- [Given exercise]: Collect every line of the records that contains the word "hand".

- [Exercise material]:

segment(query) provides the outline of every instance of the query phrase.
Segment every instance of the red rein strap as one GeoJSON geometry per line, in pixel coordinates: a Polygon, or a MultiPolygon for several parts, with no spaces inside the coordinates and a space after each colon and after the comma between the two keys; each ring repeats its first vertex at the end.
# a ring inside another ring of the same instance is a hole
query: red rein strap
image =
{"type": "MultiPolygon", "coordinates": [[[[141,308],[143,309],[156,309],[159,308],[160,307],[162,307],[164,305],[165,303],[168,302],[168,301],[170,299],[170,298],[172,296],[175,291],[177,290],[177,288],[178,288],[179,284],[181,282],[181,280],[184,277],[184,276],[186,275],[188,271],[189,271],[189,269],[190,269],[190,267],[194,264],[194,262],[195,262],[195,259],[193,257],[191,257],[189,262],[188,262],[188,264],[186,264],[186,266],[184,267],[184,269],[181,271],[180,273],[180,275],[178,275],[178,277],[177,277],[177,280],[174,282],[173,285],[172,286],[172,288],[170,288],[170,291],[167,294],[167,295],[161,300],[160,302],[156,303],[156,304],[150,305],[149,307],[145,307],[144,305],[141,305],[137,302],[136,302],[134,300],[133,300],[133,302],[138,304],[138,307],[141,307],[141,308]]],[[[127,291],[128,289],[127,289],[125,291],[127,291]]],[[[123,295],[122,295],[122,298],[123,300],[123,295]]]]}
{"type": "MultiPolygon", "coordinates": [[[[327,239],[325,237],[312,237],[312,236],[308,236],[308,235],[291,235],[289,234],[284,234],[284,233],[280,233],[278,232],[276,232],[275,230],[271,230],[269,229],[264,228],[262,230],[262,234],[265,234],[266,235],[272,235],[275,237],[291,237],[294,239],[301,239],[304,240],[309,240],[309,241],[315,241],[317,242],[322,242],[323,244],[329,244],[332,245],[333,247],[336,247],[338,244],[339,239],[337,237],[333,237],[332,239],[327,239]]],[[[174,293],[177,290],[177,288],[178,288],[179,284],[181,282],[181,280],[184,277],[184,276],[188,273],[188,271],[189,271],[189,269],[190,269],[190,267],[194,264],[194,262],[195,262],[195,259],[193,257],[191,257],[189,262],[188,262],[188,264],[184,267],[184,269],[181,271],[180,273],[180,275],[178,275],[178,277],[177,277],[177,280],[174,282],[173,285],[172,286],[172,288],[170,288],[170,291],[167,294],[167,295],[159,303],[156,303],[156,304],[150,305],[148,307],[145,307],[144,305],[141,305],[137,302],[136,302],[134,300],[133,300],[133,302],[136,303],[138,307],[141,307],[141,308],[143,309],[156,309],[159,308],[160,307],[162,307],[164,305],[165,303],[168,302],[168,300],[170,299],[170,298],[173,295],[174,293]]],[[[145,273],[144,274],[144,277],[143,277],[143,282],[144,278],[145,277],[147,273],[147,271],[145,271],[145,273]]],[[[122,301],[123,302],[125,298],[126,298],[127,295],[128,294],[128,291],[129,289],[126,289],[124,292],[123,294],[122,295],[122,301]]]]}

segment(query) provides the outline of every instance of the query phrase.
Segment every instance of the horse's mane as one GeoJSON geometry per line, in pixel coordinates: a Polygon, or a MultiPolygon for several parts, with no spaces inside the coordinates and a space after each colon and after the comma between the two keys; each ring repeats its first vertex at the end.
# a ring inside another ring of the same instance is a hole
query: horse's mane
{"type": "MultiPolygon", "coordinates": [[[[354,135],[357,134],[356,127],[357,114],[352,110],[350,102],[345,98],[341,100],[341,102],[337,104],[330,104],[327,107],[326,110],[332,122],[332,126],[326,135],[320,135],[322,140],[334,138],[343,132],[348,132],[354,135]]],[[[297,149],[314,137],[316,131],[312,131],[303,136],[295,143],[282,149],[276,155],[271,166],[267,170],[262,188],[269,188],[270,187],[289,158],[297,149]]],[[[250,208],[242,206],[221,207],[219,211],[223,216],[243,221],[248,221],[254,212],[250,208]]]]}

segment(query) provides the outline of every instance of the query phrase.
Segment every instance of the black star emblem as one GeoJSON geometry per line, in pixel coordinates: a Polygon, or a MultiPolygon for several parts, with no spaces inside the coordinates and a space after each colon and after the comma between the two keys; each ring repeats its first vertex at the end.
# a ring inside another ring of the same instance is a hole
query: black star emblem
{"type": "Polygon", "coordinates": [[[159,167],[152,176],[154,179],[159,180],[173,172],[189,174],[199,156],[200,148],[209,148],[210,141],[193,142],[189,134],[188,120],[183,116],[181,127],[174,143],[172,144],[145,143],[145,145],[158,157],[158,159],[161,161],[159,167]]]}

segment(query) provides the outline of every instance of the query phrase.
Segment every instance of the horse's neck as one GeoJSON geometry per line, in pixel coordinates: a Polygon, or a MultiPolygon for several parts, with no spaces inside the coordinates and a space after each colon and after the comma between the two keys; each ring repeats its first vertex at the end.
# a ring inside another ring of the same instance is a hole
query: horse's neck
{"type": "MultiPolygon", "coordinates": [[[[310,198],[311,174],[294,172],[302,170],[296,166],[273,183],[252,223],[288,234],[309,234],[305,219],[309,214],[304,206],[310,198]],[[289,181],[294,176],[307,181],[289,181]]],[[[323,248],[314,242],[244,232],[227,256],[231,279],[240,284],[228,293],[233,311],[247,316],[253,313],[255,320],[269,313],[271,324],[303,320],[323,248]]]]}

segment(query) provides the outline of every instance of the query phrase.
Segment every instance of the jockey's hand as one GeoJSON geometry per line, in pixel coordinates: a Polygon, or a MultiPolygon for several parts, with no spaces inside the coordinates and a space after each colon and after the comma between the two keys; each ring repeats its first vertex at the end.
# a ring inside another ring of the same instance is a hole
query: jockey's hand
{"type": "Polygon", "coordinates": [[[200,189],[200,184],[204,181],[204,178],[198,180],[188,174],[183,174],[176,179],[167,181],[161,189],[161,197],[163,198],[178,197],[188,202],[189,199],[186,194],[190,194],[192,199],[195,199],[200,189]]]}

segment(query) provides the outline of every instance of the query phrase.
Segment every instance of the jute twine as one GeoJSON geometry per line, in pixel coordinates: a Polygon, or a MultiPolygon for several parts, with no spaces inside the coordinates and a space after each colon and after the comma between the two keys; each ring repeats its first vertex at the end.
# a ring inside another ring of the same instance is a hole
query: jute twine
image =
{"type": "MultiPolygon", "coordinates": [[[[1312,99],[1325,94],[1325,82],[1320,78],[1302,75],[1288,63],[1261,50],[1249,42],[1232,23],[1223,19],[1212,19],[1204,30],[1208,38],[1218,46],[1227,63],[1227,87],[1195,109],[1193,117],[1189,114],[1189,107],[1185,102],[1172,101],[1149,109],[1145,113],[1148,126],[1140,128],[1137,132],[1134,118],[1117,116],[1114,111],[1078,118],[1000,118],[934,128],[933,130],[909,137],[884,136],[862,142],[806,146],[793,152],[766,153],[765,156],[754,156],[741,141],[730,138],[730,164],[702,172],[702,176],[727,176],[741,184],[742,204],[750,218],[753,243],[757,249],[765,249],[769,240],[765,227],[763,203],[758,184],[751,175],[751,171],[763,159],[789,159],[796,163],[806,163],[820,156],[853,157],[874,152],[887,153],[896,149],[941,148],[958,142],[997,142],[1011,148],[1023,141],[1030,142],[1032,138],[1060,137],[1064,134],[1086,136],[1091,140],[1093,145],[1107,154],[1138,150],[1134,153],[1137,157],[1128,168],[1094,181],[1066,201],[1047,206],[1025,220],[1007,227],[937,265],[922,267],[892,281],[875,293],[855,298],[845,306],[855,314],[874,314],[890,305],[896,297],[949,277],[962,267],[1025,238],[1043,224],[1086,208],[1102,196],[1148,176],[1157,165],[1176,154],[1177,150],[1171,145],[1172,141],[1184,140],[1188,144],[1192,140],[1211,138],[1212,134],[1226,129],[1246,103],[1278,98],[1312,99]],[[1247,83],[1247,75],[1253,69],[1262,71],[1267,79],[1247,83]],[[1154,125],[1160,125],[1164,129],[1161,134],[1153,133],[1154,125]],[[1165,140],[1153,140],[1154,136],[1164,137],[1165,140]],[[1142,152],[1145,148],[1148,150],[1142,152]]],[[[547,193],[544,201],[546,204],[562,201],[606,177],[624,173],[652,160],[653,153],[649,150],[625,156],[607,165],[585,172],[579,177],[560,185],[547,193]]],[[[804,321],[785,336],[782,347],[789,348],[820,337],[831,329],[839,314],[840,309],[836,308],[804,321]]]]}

- [Solution to this task]:
Segment every instance of the jockey's hand as one GeoJSON geometry per line, in pixel coordinates: a Polygon, or a MultiPolygon for several parts, with no spaces inside the coordinates and a space after each colon and after the comma between the two keys; each ring repeats its first vertex at the end.
query: jockey's hand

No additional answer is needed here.